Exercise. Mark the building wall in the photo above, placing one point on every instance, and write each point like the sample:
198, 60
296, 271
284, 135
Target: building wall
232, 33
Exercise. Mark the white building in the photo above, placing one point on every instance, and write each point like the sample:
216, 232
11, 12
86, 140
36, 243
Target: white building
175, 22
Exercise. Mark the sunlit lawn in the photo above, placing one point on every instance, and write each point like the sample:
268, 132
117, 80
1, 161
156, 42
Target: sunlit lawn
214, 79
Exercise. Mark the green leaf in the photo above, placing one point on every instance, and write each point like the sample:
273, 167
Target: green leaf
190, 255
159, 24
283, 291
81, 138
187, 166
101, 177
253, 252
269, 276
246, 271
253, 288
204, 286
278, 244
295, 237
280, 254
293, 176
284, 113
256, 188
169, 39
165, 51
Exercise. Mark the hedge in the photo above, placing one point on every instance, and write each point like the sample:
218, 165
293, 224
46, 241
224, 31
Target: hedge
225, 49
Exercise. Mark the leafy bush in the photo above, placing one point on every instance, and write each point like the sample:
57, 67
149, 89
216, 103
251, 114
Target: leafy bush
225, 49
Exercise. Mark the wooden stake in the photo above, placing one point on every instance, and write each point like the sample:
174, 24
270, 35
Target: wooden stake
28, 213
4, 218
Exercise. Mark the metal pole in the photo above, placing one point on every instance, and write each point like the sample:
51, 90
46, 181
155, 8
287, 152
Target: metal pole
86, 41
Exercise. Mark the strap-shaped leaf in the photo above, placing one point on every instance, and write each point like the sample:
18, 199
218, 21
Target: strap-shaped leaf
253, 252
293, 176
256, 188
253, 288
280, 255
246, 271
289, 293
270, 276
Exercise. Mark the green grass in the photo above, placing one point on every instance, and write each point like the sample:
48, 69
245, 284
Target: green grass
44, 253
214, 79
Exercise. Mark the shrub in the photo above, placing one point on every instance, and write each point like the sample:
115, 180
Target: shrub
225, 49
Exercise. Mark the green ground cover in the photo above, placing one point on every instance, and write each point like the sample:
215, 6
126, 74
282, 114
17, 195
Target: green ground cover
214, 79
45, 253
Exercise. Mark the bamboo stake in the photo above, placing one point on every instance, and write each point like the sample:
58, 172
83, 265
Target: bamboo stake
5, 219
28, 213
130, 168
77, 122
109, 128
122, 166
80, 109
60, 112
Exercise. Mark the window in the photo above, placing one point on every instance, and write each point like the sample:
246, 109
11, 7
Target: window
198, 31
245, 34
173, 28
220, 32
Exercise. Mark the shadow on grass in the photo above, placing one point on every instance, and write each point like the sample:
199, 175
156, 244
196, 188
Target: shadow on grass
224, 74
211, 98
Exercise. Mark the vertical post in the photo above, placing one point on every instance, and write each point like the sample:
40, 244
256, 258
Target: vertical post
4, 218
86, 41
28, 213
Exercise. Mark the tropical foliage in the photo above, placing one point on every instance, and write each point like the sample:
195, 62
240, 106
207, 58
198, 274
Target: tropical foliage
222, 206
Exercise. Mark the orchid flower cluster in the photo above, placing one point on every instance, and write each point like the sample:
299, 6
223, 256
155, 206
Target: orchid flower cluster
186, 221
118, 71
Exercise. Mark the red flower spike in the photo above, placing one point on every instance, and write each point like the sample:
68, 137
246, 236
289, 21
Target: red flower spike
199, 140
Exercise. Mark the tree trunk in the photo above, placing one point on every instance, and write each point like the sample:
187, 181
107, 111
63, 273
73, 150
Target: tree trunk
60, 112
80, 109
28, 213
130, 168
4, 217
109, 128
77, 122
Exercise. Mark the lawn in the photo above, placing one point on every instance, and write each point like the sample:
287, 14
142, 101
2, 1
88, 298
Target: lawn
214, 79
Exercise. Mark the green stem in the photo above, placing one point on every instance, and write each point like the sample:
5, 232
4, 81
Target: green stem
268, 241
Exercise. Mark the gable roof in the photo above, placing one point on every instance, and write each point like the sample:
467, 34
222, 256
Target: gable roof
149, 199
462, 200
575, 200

About this task: Would you output every line of the listing exactly as given?

Problem solution:
Exercise. Mark the building wall in the photo above, placing one point on every instance, and write each point like the sample:
198, 60
296, 271
284, 135
Target: building wall
232, 33
Exercise. Mark the white building in the photo above, placing one point on every instance, and write each point like the sample:
216, 232
11, 12
86, 140
36, 243
Target: white building
175, 22
Exercise. Mark the sunlit lawn in the photo above, placing one point on every instance, and write each point like the sample:
268, 132
117, 80
1, 161
156, 42
Target: sunlit lawn
214, 79
Exercise. Mark the green leaf in the photo above, placing one point on every instance, and write each point like the sample:
273, 167
Target: green leaf
190, 255
159, 24
283, 291
81, 138
187, 166
101, 177
253, 252
269, 276
246, 271
253, 288
204, 286
278, 244
295, 237
280, 254
293, 176
284, 113
256, 188
169, 39
165, 51
Exercise. Mark the hedge in the photo above, placing one point on every instance, and write each point like the sample:
218, 165
293, 224
46, 241
224, 31
Target: hedge
225, 49
Exercise. Mark the leafy bush in the photo above, placing one point on every instance, and write each point like the sample:
57, 67
149, 89
216, 103
251, 114
Target: leafy bush
225, 49
Exercise. Mark the wooden stake in the photo above, placing one point on every instance, and write each point like the sample:
174, 24
270, 35
Target: wooden stake
28, 213
4, 218
Exercise. Mark the metal pole in the photo above, placing one point on every instance, and write each point like the sample:
51, 90
46, 181
155, 8
287, 152
Target: metal pole
86, 41
Exercise. Mark the strap-shaped leaf in the photo above, placing one point on every instance, and write each point like the sample:
18, 199
218, 21
Target: strap-shaped leaf
253, 252
293, 176
256, 188
253, 288
280, 255
246, 271
289, 293
270, 276
Exercise. Mark the green grass in the photo above, placing one point on every instance, and write each point like the sample:
48, 69
245, 284
Target: green grass
44, 253
214, 79
Exercise. Mark the shrub in the photo above, placing one point on every instance, and write each point like the sample:
115, 180
Target: shrub
225, 49
Exercise. Mark the green ground cover in the photo above, placing one point on every instance, and write each point like the sample:
215, 6
126, 74
282, 114
17, 195
Target: green ground cover
214, 79
45, 253
Exercise. Mark the bamboo stake in the photo above, placing one point on every instance, and write each point like the sample:
58, 172
83, 265
Target: bamboo stake
5, 219
28, 213
130, 168
77, 122
109, 128
122, 166
80, 109
60, 112
Exercise. Mark the window in the photo above, placing one point on every instance, and write each point like the sample:
246, 109
11, 7
Target: window
198, 31
245, 34
173, 28
220, 32
Exercise. Mark the shadow on grass in the photo above, placing one point on every instance, and write each point like the sample:
199, 175
156, 244
196, 188
Target: shadow on grass
224, 74
211, 98
Exercise. Mark the vertical post in the photo above, placing one point on every instance, and write each point like the sample:
40, 244
256, 258
Target: vertical post
4, 218
86, 41
28, 213
Exercise. Mark the tropical foliage in the photo above, placing one point on every instance, and write each point like the sample:
195, 62
240, 106
207, 58
198, 274
Target: tropical foliage
222, 206
Exercise. Mark the orchid flower cluster in the photo above, placing one point on every instance, and write each point like the sample:
299, 6
223, 256
155, 206
Target: orchid flower cluster
186, 221
118, 71
Exercise. Mark the red flower spike in the photo above, placing one point on every instance, and write each point like the sample:
68, 137
246, 236
289, 21
Target: red flower spike
199, 140
Exercise. Mark the tree trunk in the photo above, placing one point on every instance, and write each point like the sample:
187, 181
107, 111
63, 273
73, 150
Target: tree trunk
60, 112
80, 109
28, 213
130, 168
4, 217
109, 128
77, 122
Exercise. Mark the lawn in the photo above, placing one point on every instance, and write each point like the sample:
287, 14
142, 101
2, 1
88, 298
Target: lawn
214, 79
Exercise. Mark the green stem in the photo above, placing one point on every instance, and write each point like the sample:
5, 232
4, 81
Target: green stem
268, 241
Exercise. Mark the gable roof in the photo above, placing one point on every instance, and write each point like the sample:
467, 34
222, 256
Target: gable roof
149, 199
462, 200
575, 200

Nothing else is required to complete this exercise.